- **EXTRACT TO READ**:
What Are Ocular Migraines and How Are They Different from Regular Migraines?

For starters, ocular migraines are pretty rare.

If you’re a migraine sufferer, you know there are stark differences between headaches and migraines. (Location and severity of pain and accompanying symptoms are key differentiating markers, FYI.) But did you know that there are multiple types of migraines that can vary greatly based on symptoms, severity, and frequency?

“Migraines are generally divided into two overarching types: migraines with aura and migraines without aura,” says Nashville-based eye surgeon Ming Wang, M.D., Ph.D., of Wang Vision 3D Cataract & LASIK Center. Aura refers to a cluster of visual symptoms: seeing waves, stars, zig-zags, flashes of light, or even missing spots in your vision. On average, these symptoms can last anywhere from five to 60 minutes, explains Dr. Wang. “[Auras typically] appear suddenly, last for a short time, and then go away,” he adds. “They can occur with or without a headache. [Sufferers of] migraines without aura do not have any visual symptoms, only the headache.”

But one of the most alarming types of migraines might not actually “feel” like a migraine at all: When you get an ocular migraine, your eyes experience the effects more than anything else. (That’s not to say you won’t also have head pain, though. More on that below.) This can be a confusing and scary situation to be in, especially if you’ve never had an ocular migraine before.

Here, the lowdown on ocular migraines, so you can understand what you’re experiencing (and act accordingly).

What is an ocular migraine?

Within the two major types of migraines, there are diagnosable subtypes—including ocular migraines, explains Dr. Wang. Generally speaking, an ocular migraine is a headache that’s accompanied by visual disturbances (zig-zags, flashes of light, etc.), according to the Mayo Clinic. But an ocular migraine is different than a migraine with aura, says Dr. Wang. “A true ocular migraine is rare, but the term is often used interchangeably with ‘migraine with aura,’ which creates a lot of confusion,” he explains.

- **Localization data with one point per instance**:
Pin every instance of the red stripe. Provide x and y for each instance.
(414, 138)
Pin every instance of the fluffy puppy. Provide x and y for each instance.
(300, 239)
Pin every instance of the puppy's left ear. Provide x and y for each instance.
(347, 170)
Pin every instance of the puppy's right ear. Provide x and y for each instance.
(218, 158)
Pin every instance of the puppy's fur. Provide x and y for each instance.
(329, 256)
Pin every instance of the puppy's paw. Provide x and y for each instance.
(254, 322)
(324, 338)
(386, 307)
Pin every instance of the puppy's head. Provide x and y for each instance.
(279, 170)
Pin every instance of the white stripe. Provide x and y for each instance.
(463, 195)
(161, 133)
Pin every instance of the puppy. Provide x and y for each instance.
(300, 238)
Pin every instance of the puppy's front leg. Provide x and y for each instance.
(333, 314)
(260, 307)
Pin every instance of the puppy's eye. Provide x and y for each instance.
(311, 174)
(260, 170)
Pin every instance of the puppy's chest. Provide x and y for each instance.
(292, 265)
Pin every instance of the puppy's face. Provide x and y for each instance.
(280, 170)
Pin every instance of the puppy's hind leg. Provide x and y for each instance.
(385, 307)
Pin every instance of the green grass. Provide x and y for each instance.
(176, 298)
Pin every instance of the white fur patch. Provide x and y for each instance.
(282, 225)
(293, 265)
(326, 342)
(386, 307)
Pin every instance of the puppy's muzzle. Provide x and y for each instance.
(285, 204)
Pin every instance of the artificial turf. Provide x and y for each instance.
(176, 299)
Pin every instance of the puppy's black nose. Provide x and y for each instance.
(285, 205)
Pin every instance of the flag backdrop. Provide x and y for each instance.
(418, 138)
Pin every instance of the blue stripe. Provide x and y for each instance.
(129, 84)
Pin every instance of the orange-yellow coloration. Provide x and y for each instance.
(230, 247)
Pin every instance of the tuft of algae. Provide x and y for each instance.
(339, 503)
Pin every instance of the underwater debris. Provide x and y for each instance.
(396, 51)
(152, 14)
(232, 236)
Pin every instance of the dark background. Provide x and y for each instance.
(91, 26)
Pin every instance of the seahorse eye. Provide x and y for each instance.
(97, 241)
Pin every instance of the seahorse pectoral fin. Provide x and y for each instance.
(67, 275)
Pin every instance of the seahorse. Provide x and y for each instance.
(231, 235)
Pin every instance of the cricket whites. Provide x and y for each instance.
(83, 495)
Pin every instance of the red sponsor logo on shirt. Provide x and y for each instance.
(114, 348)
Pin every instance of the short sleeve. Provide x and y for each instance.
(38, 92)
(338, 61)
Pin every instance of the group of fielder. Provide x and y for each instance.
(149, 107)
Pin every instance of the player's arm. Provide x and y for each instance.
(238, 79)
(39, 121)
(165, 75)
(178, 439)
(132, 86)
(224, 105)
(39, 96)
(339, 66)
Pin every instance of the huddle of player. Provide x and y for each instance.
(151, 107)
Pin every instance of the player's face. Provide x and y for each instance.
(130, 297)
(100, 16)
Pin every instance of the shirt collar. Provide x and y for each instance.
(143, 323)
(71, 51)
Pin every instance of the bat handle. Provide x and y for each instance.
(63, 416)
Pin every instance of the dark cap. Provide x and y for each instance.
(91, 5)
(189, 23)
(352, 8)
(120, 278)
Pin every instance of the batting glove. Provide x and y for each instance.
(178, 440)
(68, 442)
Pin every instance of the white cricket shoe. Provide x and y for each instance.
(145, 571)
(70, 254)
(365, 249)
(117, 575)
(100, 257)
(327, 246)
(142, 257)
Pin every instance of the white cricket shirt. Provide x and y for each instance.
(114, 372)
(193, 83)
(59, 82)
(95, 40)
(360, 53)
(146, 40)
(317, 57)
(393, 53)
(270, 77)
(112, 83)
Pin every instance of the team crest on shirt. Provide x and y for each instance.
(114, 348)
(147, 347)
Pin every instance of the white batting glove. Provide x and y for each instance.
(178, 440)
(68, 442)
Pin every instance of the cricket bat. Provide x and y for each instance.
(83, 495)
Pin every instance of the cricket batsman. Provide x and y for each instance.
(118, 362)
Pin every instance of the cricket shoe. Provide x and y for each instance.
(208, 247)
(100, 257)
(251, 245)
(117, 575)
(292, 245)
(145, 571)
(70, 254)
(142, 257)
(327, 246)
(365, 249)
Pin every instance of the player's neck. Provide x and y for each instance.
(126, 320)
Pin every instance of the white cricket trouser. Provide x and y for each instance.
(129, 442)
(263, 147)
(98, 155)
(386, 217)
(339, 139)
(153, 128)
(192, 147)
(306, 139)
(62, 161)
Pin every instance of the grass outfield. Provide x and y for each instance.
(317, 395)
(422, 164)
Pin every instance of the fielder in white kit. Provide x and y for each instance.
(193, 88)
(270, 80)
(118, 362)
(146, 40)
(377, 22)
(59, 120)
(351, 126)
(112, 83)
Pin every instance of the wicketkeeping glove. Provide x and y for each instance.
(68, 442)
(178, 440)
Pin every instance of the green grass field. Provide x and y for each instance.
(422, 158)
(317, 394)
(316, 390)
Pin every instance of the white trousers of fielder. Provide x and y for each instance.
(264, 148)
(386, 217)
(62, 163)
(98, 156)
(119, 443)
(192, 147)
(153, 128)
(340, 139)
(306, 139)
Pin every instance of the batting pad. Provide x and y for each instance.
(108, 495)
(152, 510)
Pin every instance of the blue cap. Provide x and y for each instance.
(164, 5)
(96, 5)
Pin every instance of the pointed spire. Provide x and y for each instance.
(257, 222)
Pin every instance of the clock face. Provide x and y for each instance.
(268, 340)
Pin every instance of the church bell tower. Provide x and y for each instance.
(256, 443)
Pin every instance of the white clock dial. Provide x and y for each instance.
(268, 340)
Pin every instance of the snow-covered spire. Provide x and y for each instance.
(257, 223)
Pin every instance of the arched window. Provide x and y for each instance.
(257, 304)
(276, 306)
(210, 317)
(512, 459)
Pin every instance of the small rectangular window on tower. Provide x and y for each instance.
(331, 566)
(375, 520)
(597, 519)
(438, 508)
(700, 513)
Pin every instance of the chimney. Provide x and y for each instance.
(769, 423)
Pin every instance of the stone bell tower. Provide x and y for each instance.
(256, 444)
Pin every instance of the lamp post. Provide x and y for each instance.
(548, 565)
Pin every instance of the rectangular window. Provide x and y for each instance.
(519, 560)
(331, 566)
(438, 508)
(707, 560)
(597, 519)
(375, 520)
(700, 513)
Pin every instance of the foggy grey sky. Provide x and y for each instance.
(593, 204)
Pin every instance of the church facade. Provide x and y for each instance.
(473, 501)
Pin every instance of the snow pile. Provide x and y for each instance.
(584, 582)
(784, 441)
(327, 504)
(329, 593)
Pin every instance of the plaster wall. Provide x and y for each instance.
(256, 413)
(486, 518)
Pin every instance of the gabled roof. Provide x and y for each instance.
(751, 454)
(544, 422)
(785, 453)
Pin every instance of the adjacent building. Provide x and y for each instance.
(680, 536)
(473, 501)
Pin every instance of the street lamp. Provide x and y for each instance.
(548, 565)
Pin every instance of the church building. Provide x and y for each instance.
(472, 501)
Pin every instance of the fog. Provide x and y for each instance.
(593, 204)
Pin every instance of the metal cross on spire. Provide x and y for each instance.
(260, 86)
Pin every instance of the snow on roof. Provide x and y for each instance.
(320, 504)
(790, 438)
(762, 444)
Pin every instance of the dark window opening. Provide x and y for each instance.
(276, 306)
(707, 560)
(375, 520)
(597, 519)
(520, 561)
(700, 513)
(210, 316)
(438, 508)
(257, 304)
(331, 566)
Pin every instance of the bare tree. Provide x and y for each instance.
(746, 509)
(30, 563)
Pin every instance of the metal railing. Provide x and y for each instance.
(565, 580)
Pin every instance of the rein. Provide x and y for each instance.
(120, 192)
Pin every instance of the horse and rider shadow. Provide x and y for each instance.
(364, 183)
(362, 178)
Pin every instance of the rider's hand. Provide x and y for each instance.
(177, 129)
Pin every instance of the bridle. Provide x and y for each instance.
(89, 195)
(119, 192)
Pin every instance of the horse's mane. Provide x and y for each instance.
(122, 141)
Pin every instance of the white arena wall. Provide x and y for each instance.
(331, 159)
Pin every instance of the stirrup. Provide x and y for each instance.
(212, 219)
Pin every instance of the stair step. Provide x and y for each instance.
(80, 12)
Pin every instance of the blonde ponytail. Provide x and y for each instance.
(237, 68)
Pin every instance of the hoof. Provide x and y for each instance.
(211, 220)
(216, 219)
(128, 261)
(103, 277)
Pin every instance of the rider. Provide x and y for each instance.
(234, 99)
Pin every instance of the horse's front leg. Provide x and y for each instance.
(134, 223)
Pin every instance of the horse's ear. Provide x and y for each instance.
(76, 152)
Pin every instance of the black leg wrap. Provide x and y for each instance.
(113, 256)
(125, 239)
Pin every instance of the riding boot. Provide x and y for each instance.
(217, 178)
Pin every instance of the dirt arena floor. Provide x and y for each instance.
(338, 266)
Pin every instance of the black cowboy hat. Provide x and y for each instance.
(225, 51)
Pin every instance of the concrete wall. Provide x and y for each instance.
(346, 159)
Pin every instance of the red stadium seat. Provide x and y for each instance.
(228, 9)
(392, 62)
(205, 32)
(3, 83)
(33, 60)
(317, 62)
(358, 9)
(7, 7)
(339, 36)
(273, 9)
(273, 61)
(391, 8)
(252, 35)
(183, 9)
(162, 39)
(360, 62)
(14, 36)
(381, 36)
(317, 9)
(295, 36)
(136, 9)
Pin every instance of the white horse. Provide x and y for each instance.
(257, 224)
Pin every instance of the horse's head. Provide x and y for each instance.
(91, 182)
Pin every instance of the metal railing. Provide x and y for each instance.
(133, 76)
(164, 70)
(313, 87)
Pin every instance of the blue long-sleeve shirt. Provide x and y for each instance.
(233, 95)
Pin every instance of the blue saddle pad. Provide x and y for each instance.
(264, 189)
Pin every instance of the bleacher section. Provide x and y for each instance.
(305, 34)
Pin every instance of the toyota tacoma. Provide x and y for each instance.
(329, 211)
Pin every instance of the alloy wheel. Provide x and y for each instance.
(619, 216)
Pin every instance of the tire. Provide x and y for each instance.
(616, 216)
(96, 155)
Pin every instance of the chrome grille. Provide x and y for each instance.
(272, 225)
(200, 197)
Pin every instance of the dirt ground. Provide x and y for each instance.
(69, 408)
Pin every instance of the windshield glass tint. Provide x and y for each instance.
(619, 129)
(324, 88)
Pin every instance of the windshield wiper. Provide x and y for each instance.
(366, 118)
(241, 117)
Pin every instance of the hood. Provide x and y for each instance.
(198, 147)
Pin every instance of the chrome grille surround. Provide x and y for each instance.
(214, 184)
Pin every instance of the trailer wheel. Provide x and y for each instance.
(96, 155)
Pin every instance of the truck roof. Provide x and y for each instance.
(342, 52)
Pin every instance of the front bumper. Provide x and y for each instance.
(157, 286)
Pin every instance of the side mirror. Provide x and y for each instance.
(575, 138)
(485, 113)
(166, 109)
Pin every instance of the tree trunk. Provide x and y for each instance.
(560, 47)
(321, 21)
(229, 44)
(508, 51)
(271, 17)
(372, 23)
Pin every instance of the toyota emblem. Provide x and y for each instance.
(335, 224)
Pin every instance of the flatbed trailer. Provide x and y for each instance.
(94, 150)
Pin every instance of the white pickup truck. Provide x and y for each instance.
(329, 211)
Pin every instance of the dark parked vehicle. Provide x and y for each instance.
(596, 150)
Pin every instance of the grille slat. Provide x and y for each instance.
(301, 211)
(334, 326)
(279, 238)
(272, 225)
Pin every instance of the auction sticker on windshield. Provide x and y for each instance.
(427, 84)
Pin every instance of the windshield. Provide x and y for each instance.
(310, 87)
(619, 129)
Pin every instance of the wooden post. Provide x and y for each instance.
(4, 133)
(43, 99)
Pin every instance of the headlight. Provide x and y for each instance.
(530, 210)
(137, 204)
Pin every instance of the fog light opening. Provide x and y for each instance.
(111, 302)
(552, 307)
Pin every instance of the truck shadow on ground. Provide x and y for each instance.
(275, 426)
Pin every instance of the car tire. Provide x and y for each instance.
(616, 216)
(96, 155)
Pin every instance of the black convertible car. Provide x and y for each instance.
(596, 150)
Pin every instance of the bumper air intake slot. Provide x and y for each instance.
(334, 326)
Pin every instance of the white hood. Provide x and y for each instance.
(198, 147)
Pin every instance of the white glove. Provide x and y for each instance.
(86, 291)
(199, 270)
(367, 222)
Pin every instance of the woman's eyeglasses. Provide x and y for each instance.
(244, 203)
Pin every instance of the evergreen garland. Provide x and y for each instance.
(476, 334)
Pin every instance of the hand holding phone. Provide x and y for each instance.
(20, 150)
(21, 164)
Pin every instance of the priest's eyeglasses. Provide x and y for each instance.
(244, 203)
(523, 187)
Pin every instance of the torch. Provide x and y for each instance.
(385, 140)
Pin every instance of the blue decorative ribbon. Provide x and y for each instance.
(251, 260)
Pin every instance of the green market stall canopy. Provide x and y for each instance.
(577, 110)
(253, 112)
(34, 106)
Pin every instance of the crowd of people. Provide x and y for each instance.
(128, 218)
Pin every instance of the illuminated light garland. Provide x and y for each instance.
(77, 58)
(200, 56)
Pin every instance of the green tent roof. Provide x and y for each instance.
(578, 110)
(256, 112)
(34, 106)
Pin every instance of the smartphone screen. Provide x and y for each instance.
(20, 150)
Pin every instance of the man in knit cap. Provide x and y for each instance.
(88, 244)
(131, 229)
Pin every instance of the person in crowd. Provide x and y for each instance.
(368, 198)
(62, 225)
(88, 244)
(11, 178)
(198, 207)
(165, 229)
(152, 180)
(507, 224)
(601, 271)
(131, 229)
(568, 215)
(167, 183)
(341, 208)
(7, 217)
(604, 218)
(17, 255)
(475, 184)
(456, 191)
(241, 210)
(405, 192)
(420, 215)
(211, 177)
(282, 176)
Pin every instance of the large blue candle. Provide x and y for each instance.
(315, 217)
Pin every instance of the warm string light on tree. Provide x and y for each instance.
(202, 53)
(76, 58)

- **EXERCISE INSTRUCTIONS**:
A. List every visual symptom that the ocular migraine article gives as part of an aura.
B. According to the ocular migraine article, how long do aura symptoms last on average?
C. Reproduce the ocular migraine article from "For starters, ocular" to "severity, and frequency?".

- **RESPONSE LIST**:
A.
- Seeing waves
- Stars
- Zig-zags
- Flashes of light
- Missing spots in your vision

B. Anywhere from five to 60 minutes.

C.
For starters, ocular migraines are pretty rare.

If you’re a migraine sufferer, you know there are stark differences between headaches and migraines. (Location and severity of pain and accompanying symptoms are key differentiating markers, FYI.) But did you know that there are multiple types of migraines that can vary greatly based on symptoms, severity, and frequency?